- [TASKS TO COMPLETE]
• A. According to the passage on dairy and Parkinson's, what chance of developing Parkinson's over the 25-year period did people who consumed at least three servings of low-fat dairy a day have?
• B. Reproduce the passage on dairy and Parkinson's word for word, starting with "But those who" and going on through "serving per day.".

- [PASSAGE SHOWN]
But those who consumed at least three servings of low-fat dairy a day had a one percent chance of developing Parkinson’s over the 25-year period, compared to 0.6 percent in those who consumed less than one serving per day.
Commenting on the findings, Claire Bale, Head of Research Communications and Engagement at Parkinson’s UK, said:
“This study highlights a potentially interesting connection between dairy products and Parkinson’s, but fails to tell us how the two might be connected.
“It’s really important to point out that the risk of developing Parkinson’s was still very low (around one in 100), even in those who consumed lots of dairy, so there is no reason for people to make changes to their diet based on this research.”
Other risk factors
It’s been suggested that pesticides and herbicides used in farming and traffic or industrial pollution may contribute to the condition.
“But the evidence linking environmental factors to Parkinson’s disease is inconclusive,” says the NHS.

- [MATERIAL PROVIDED]

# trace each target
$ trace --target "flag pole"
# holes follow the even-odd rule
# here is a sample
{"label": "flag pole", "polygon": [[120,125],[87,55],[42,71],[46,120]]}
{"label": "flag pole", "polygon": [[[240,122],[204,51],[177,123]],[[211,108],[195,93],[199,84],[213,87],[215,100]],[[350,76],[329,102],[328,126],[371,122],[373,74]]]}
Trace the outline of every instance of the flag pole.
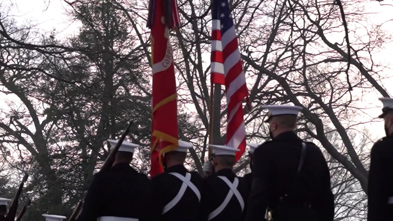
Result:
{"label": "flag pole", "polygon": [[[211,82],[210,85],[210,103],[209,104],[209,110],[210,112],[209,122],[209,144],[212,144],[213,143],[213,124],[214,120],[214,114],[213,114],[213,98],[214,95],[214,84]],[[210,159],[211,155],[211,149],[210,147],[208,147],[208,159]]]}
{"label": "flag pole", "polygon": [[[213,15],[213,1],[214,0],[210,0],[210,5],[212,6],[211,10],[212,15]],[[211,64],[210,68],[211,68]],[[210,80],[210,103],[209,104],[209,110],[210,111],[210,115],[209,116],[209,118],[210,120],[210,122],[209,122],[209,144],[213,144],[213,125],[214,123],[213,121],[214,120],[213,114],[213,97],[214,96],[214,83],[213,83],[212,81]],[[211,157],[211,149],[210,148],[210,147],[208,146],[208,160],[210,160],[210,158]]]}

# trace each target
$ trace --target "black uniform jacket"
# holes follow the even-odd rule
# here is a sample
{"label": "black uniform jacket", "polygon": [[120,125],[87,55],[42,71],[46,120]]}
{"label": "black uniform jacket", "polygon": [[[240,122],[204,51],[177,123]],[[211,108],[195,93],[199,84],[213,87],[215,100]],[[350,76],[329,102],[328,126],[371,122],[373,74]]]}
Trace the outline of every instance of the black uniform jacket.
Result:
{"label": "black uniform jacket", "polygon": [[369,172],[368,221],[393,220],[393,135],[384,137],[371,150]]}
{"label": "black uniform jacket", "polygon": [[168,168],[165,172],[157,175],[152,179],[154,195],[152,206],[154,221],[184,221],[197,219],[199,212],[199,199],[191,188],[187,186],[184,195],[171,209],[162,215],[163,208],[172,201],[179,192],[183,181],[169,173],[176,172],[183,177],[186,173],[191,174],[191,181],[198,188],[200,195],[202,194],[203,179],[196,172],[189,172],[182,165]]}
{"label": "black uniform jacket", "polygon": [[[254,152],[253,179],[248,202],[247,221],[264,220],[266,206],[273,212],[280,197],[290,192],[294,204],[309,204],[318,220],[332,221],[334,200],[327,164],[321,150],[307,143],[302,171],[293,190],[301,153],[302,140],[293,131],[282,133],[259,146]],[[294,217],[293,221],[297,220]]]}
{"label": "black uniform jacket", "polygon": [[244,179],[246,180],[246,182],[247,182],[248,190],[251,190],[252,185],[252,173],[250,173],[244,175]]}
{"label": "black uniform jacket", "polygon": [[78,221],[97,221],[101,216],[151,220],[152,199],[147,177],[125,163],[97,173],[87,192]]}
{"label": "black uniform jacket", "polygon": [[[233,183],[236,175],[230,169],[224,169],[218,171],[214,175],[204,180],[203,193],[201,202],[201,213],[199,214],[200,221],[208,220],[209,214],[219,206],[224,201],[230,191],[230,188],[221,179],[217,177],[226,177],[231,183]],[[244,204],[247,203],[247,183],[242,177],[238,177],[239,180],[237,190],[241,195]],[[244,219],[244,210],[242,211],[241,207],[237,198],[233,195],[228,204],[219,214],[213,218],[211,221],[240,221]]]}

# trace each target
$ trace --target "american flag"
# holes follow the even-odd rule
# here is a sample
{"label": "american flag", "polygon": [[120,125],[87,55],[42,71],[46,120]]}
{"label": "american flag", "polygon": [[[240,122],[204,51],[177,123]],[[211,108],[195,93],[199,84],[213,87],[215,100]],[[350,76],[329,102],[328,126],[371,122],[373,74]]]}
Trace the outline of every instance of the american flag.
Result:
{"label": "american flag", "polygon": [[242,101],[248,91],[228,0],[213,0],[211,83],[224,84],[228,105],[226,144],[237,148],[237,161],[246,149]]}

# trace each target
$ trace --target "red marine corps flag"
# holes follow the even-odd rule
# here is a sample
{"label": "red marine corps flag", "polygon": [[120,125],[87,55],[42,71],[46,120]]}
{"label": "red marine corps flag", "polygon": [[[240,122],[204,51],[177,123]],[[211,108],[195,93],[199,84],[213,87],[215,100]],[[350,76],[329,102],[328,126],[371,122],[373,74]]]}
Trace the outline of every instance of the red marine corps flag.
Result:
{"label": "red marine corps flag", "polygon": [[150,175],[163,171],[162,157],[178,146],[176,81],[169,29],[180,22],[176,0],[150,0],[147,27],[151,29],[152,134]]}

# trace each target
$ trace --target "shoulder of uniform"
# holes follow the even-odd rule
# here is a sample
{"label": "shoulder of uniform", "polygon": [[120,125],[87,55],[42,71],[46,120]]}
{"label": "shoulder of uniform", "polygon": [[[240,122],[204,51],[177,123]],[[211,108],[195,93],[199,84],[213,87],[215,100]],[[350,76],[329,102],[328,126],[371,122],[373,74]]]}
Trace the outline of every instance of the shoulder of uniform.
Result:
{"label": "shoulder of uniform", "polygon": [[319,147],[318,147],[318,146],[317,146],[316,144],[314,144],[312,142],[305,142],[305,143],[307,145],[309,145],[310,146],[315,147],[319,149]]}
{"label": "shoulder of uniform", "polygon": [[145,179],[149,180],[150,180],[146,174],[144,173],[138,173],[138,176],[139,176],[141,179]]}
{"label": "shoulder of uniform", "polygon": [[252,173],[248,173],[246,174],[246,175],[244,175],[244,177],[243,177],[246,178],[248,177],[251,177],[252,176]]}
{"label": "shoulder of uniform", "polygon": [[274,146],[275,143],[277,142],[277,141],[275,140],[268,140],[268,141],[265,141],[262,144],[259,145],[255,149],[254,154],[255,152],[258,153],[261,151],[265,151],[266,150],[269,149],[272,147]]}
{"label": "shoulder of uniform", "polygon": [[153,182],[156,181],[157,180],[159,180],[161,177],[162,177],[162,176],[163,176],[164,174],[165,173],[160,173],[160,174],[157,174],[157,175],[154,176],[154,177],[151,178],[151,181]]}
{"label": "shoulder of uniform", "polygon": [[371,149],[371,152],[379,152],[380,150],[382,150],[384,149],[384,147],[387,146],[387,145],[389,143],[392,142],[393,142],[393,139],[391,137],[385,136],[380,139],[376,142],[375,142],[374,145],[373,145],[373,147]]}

- [RESPONSES IN ORDER]
• A. A one percent chance.

• B.
But those who consumed at least three servings of low-fat dairy a day had a one percent chance of developing Parkinson’s over the 25-year period, compared to 0.6 percent in those who consumed less than one serving per day.